• Challenge
How many lines in the material below contain the string "foam", with case counting? Reply with only the number.

• Stored data
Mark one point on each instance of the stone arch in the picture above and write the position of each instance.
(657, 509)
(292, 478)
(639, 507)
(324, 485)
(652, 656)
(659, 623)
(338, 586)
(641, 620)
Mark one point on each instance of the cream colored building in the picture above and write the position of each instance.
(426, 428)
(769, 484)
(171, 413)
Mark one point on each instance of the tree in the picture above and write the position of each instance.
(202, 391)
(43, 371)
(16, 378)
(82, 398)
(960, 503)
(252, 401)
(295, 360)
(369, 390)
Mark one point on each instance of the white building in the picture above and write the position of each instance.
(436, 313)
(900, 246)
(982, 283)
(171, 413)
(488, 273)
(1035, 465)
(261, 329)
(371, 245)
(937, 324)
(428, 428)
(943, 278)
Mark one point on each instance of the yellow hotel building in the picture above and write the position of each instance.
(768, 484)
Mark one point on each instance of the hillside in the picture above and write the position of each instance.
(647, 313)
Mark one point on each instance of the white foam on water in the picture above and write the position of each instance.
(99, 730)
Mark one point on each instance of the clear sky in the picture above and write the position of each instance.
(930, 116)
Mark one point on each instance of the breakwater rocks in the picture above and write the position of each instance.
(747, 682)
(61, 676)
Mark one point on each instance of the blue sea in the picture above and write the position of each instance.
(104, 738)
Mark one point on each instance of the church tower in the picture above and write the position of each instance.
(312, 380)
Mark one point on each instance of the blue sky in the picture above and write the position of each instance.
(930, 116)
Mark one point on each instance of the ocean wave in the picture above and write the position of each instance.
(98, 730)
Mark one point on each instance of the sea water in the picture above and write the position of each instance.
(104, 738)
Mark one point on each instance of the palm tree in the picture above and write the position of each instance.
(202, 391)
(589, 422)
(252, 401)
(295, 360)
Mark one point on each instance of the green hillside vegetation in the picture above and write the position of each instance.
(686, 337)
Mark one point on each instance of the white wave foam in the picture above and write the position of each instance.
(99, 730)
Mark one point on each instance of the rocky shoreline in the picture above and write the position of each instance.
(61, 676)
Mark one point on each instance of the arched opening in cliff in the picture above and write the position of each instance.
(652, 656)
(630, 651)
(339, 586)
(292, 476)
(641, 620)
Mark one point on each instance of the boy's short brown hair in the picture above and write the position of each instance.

---

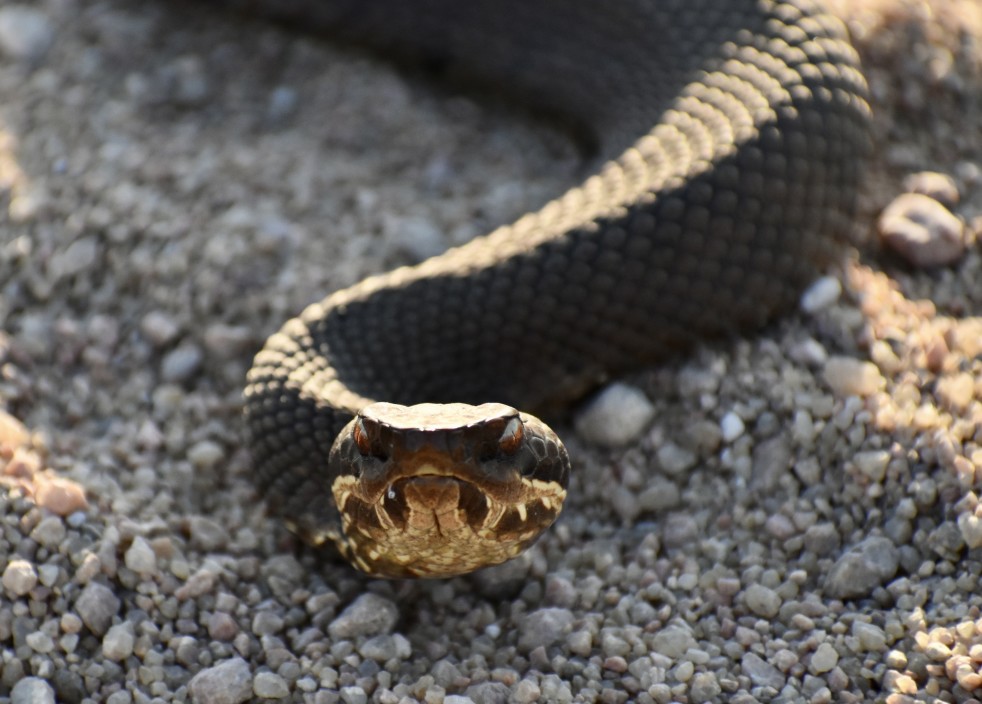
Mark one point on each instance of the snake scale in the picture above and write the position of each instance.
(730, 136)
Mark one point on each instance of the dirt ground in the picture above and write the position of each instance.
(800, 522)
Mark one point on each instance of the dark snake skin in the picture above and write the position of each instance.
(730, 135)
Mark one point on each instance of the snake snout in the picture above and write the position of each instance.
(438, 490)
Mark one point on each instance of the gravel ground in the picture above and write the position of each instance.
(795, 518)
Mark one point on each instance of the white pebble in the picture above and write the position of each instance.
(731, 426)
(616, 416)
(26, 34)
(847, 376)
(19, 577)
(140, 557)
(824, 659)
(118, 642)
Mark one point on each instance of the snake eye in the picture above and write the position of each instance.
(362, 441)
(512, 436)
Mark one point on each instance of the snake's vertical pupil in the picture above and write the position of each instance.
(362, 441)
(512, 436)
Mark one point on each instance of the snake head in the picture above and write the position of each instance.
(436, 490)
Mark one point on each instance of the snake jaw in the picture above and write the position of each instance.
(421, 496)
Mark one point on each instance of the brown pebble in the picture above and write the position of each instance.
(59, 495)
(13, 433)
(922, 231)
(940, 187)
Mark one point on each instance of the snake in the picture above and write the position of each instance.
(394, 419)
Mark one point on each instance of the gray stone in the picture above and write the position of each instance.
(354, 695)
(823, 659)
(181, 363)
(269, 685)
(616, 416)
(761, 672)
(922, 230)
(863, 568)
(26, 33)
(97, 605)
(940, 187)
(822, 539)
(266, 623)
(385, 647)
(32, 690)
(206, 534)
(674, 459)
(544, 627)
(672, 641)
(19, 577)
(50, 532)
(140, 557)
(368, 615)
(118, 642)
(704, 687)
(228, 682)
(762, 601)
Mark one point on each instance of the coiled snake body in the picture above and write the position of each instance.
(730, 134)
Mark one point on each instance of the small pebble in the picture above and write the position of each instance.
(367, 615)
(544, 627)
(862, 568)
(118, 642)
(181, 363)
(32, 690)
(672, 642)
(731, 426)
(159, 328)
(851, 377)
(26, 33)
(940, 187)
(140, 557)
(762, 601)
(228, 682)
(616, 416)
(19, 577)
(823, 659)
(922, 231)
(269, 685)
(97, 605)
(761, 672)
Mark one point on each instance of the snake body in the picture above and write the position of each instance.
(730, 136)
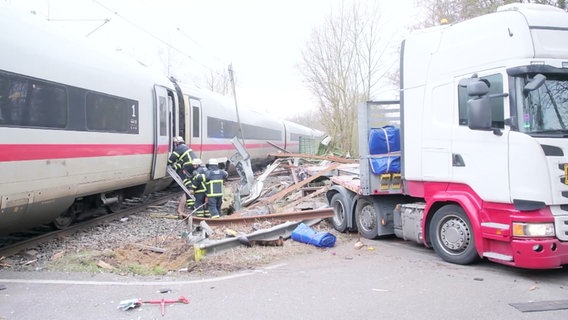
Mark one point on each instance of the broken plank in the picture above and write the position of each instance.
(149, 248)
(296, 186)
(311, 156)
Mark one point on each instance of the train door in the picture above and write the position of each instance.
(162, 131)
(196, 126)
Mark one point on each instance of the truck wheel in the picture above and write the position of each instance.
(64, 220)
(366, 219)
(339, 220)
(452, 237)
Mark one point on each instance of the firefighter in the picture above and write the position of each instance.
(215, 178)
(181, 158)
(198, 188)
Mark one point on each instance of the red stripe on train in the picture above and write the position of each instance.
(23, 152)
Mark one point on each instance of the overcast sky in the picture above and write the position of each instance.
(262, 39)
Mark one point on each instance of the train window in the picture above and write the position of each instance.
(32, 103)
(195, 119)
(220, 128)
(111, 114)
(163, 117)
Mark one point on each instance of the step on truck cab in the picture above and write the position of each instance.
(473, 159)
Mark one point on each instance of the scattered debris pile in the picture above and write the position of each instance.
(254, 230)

--

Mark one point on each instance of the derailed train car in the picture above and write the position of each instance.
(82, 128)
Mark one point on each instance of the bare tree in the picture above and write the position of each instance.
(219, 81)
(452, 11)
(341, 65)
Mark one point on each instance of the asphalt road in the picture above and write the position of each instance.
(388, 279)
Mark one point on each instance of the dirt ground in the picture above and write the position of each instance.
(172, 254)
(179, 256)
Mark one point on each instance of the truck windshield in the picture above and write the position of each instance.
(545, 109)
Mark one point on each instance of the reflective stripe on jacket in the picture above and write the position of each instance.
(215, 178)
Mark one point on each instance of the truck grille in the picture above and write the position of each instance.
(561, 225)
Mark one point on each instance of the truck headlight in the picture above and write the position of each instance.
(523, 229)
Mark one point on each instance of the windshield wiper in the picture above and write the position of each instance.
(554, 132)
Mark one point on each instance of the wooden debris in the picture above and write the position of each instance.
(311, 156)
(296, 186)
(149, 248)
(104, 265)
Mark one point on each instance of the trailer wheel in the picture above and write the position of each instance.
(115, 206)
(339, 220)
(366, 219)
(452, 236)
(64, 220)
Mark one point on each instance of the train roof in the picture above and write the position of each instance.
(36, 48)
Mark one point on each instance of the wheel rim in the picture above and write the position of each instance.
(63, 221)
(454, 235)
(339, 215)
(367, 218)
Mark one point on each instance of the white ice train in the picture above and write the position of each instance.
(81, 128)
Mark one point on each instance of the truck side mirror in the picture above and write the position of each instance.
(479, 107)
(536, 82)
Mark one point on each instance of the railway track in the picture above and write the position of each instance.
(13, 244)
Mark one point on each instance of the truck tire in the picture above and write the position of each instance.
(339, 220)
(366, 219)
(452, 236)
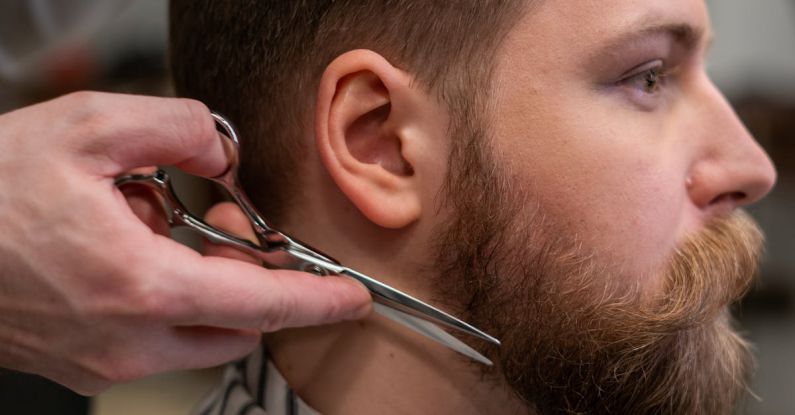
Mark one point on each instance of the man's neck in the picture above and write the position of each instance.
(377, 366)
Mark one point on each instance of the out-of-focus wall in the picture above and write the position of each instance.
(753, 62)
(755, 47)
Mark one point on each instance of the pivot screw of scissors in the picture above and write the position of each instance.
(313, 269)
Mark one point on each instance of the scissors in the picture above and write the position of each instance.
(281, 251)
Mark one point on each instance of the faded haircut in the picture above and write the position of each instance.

• Solution for this exercise
2